*** Block opens ***
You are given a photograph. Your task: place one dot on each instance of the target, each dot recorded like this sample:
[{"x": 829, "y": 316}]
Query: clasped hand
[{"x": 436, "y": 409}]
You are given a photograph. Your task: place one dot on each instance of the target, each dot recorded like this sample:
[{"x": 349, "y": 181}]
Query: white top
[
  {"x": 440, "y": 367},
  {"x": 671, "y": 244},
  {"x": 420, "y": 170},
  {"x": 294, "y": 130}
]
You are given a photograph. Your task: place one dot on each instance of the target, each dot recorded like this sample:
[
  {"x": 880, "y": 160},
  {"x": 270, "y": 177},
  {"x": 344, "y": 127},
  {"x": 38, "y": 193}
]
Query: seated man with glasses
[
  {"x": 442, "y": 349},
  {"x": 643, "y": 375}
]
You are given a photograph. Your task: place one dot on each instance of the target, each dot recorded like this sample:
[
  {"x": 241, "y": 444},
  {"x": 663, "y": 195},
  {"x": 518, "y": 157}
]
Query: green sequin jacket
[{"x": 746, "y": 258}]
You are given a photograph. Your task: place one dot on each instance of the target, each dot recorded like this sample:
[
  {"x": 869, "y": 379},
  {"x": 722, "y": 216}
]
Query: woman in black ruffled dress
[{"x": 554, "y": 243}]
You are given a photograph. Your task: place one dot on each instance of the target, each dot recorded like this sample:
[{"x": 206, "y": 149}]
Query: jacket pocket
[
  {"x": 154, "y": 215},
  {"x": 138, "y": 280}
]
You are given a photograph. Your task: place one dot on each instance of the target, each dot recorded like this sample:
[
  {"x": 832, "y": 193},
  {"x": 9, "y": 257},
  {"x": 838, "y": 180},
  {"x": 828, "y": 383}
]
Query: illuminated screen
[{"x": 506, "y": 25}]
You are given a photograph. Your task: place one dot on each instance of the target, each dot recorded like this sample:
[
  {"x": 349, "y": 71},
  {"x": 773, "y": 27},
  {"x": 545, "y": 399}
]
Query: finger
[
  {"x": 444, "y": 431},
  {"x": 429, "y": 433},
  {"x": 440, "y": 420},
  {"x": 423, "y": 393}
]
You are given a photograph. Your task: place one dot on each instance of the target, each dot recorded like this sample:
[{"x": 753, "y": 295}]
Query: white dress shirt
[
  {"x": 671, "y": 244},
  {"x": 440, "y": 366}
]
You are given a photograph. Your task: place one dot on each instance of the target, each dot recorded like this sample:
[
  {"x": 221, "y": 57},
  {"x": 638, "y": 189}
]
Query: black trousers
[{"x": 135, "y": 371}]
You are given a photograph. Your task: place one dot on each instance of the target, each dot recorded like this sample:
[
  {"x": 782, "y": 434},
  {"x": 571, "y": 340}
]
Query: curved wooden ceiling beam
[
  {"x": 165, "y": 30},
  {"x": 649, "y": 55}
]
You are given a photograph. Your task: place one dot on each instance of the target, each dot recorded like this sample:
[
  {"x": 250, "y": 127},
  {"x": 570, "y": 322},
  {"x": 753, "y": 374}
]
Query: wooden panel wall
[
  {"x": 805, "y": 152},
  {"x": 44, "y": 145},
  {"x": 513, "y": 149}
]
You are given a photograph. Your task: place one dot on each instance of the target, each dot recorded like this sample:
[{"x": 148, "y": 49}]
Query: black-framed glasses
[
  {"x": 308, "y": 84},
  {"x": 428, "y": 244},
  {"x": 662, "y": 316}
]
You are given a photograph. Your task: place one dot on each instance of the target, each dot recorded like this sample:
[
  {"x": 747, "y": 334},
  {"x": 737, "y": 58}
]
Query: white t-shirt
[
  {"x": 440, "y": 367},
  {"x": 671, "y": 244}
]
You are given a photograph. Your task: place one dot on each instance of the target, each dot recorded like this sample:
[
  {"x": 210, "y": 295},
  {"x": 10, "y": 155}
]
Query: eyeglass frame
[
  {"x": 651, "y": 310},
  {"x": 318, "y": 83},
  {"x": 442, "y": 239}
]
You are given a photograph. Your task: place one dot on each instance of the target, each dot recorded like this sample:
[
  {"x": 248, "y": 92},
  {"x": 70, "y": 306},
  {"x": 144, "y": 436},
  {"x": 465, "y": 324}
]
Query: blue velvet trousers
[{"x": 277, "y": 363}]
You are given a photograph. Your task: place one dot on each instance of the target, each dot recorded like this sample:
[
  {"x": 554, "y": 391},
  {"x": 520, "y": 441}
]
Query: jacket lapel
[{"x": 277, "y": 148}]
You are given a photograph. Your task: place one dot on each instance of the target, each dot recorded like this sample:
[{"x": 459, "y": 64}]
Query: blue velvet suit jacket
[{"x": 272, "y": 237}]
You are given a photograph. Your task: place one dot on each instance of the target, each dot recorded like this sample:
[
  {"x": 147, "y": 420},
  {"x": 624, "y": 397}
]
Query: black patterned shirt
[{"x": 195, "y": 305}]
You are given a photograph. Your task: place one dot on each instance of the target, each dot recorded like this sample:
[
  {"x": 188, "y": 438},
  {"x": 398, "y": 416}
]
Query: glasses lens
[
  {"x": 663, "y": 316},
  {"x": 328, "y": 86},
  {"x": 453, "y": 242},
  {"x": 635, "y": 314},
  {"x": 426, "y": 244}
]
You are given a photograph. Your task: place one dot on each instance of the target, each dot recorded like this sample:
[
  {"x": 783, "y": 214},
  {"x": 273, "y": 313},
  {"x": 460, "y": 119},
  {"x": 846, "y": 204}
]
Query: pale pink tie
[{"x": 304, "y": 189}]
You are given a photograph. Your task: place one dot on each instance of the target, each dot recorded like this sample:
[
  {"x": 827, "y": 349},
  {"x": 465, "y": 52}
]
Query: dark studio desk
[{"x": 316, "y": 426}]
*** Block closes ***
▶ WHAT TO PRODUCE
Output every entry shown above, exactly.

▶ ANSWER FOR THIS EXERCISE
You are given a photograph. Your task: place one dot on each instance of the target, each dot recorded like this sample:
[{"x": 829, "y": 316}]
Query: clasped hand
[{"x": 436, "y": 409}]
You are given a photograph. Your task: place one dot on each instance of the target, each dot recorded like this sample:
[{"x": 349, "y": 181}]
Query: white top
[
  {"x": 440, "y": 367},
  {"x": 671, "y": 244},
  {"x": 420, "y": 170},
  {"x": 294, "y": 130}
]
You are given a photograph. Your task: place one dot on each instance of the target, each dot recorded like this sample:
[
  {"x": 880, "y": 160},
  {"x": 270, "y": 177},
  {"x": 344, "y": 127},
  {"x": 38, "y": 193}
]
Query: seated man with glasses
[
  {"x": 442, "y": 349},
  {"x": 643, "y": 375}
]
You are given a photograph. Your task: place one dot on each instance of the target, each dot recorded like this sample:
[
  {"x": 241, "y": 444},
  {"x": 663, "y": 195},
  {"x": 518, "y": 157}
]
Query: green sequin jacket
[{"x": 746, "y": 258}]
You are given a photograph. Your task: place one dot on each instance of the target, each dot recorded like this sample:
[
  {"x": 869, "y": 379},
  {"x": 722, "y": 216}
]
Query: woman in black ruffled dress
[{"x": 554, "y": 243}]
You are given a photograph. Your task: place one dot on each instance of the target, each dot recorded like this sample:
[{"x": 206, "y": 149}]
Query: jacket pocket
[
  {"x": 154, "y": 215},
  {"x": 138, "y": 280}
]
You are given a photograph. Your task: place one dot on each instance of the target, each dot recorded like this sample:
[
  {"x": 832, "y": 193},
  {"x": 9, "y": 257},
  {"x": 838, "y": 180},
  {"x": 828, "y": 383}
]
Query: illuminated screen
[{"x": 506, "y": 25}]
You are given a photograph. Your task: place one dot on each instance of the target, each dot recorded like this sample:
[
  {"x": 349, "y": 71},
  {"x": 773, "y": 27},
  {"x": 545, "y": 399}
]
Query: finger
[
  {"x": 444, "y": 431},
  {"x": 429, "y": 433},
  {"x": 440, "y": 420},
  {"x": 423, "y": 393}
]
You are given a photograph. Your task: place one dot on each instance of the target, each dot recorded like this sample:
[{"x": 753, "y": 295}]
Query: white dress shirt
[
  {"x": 671, "y": 244},
  {"x": 440, "y": 366}
]
You are given a photograph. Your task: place one dot on each instance of the target, each dot recorded like this sample:
[
  {"x": 221, "y": 57},
  {"x": 638, "y": 189}
]
Query: black trousers
[{"x": 135, "y": 371}]
You are given a photograph. Your task: place one dot on each instance of the target, each dot recorded like this sample:
[
  {"x": 782, "y": 434},
  {"x": 571, "y": 340}
]
Query: curved wooden ceiling beam
[
  {"x": 165, "y": 30},
  {"x": 649, "y": 55}
]
You are given a photograph. Your task: place one dot on each instance of the target, each dot recorded like this sample:
[
  {"x": 250, "y": 127},
  {"x": 570, "y": 322},
  {"x": 753, "y": 374}
]
Query: wooden panel wall
[
  {"x": 805, "y": 152},
  {"x": 44, "y": 145},
  {"x": 513, "y": 149}
]
You are given a photograph. Your task: place one dot on each instance of the target, each dot recorded like this sample:
[{"x": 148, "y": 49}]
Query: black-framed glasses
[
  {"x": 308, "y": 84},
  {"x": 428, "y": 244},
  {"x": 662, "y": 316}
]
You are given a photograph. Your task: place one dot on each instance of the target, each dot recorded like this sample:
[
  {"x": 747, "y": 334},
  {"x": 737, "y": 58}
]
Query: white t-shirt
[
  {"x": 440, "y": 367},
  {"x": 671, "y": 244}
]
You are given a photograph. Your task: place one dot on each instance of the target, each dot recorded like this sample:
[
  {"x": 210, "y": 295},
  {"x": 10, "y": 155}
]
Query: eyeglass frame
[
  {"x": 651, "y": 310},
  {"x": 318, "y": 83},
  {"x": 442, "y": 239}
]
You are given a photograph. Your task: place one dot on each instance of the target, each dot recorded like this sample:
[
  {"x": 248, "y": 92},
  {"x": 70, "y": 306},
  {"x": 144, "y": 436},
  {"x": 465, "y": 324}
]
Query: blue velvet trousers
[{"x": 277, "y": 363}]
You are given a photograph. Your task: place one dot on each instance of the target, each dot recorded like this sample:
[
  {"x": 554, "y": 391},
  {"x": 520, "y": 441}
]
Query: jacket lapel
[{"x": 277, "y": 148}]
You are given a photograph. Your task: place one dot on each instance of the target, each dot recorded like this sample:
[{"x": 459, "y": 64}]
Query: blue velvet suit jacket
[{"x": 272, "y": 237}]
You are given a photograph. Your task: place one dot on each instance of the target, each dot recorded like this sample:
[
  {"x": 147, "y": 420},
  {"x": 624, "y": 397}
]
Query: black patterned shirt
[{"x": 195, "y": 305}]
You are given a photograph. Your task: place one dot on each instance of the target, each dot recorded like this sample:
[
  {"x": 188, "y": 438},
  {"x": 398, "y": 416}
]
Query: glasses lens
[
  {"x": 663, "y": 316},
  {"x": 328, "y": 86},
  {"x": 453, "y": 242},
  {"x": 635, "y": 314},
  {"x": 426, "y": 244}
]
You are given a photograph. Your task: place one dot on each instance of the target, each dot recorded like this sample:
[
  {"x": 783, "y": 214},
  {"x": 273, "y": 313},
  {"x": 460, "y": 119},
  {"x": 846, "y": 204}
]
Query: pale pink tie
[{"x": 304, "y": 189}]
You are given a photograph. Your task: place one dot on each instance of the target, each dot recorded like this sample:
[
  {"x": 827, "y": 349},
  {"x": 465, "y": 52}
]
Query: dark studio desk
[{"x": 316, "y": 426}]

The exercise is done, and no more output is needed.